Velt International Group INC. (formerly A & C United Agriculture Developing Inc., or “Velt” or the “Company”) is a Nevada corporation formed on February 7, 2011. Our current principal executive office is located at 1313 N. Grand Ave. #16, Walnut, CA 91789. Tel: 626-262-7379. The Company’s common stock are currently traded on the Over the Counter Bulletin Board (“OTCQB”) under the symbol “VIGC”.

 

In addition to the U.S. operation, the Company established a subsidiary A & C Agriculture Developing (Europe) AB (“A&C Europe” or the “Subsidiary”) in Stockholm, Sweden on October 24, 2013, which is located at Gamla Sodertaljevagen 134A, 141 70 Segeltorp, Sweden. On August 5, 2017, the Company entered into a Stock Purchase Agreement (the “SPA”) to sell its equity interest in A & C Europe.

 

The Company has started to set up a completed and mature mobile application system (the “mobile app”) which supports third party payment function, online booking and other management functions. This mobile app allows users to get special discounts when the users purchase from merchants listed in the app via cash purchase, online payment systems such as Alipay, Wechat, paypal, visa, mastercard, UnionPay and so forth and will rely on big data management to create a large consumer base that will mostly connect with traditional retailers and some of the online stores.

 

NOTE 2 – SUMMARY OF SIGNIFICANT ACCOUNTING POLICIES

  

Basis of Presentation

 

The accompanying unaudited interim financial statements of the Company have been prepared in accordance with accounting principles generally accepted in the United States of America and the rules of the Securities and Exchange Commission, and should be read in conjunction with the audited financial statements and notes thereto contained in the Company’s most recent Annual Financial Statements filed with the SEC on Form 10-K. In the opinion of management, all adjustments, consisting of normal recurring adjustments, necessary for a fair presentation of financial position and the results of operations for the interim period presented have been reflected herein. The results of operations for the interim period are not necessarily indicative of the results to be expected for the full year. Notes to the unaudited interim financial statements which would substantially duplicate the disclosures contained in the audited financial statements for the most recent fiscal period, as reported in the Form 10-K, have been omitted. 

 

Use of Estimates

 

The preparation of financial statements in conformity with US GAAP requires management to make estimates and assumptions that affect certain amounts reported in the financial statements and disclosures. Accordingly, actual results could differ from those estimates.

**Source excerpt**.

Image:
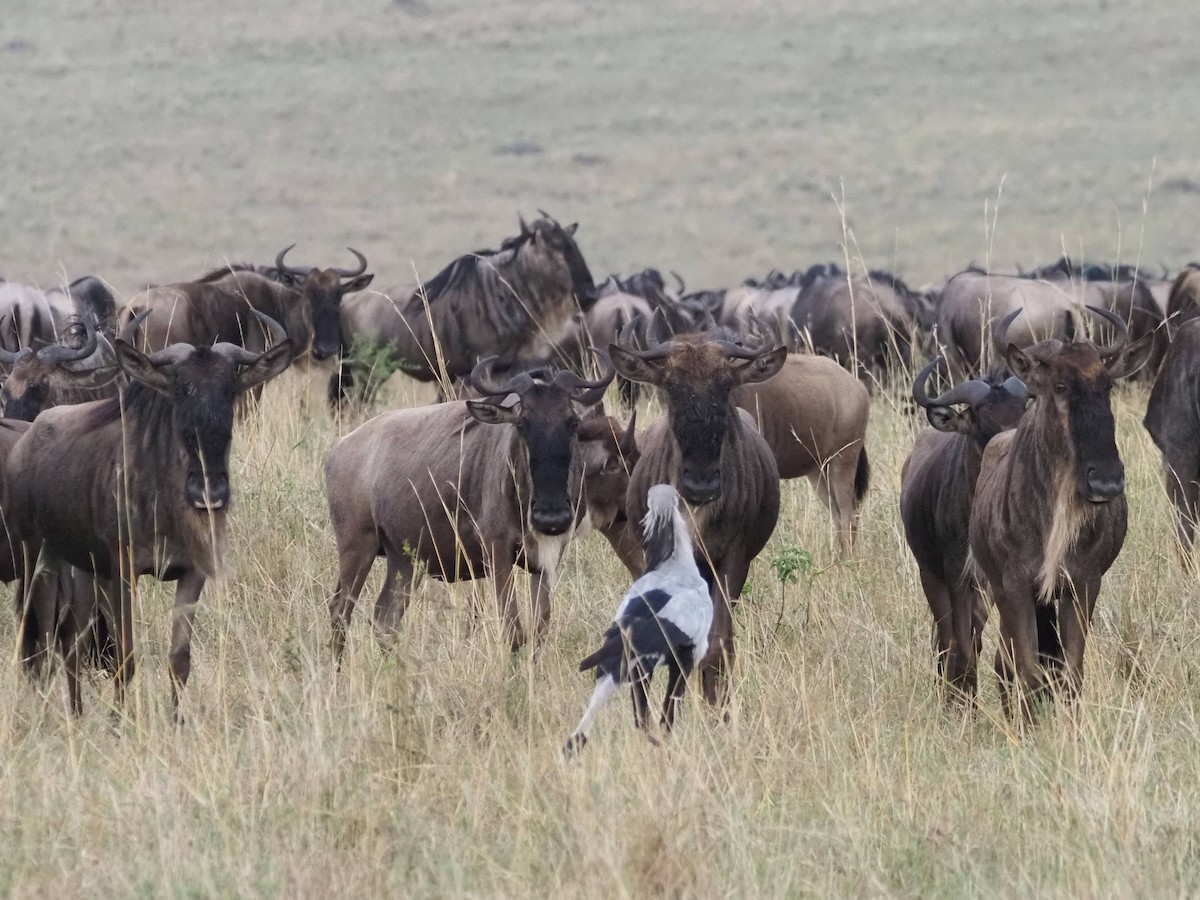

**Task requirements**.
Please write out the part of the Velt company filing above word for word, beginning at "Use of Estimates" and stopping after "from those estimates.".

**Expected answer**.
Use of Estimates

 

The preparation of financial statements in conformity with US GAAP requires management to make estimates and assumptions that affect certain amounts reported in the financial statements and disclosures. Accordingly, actual results could differ from those estimates.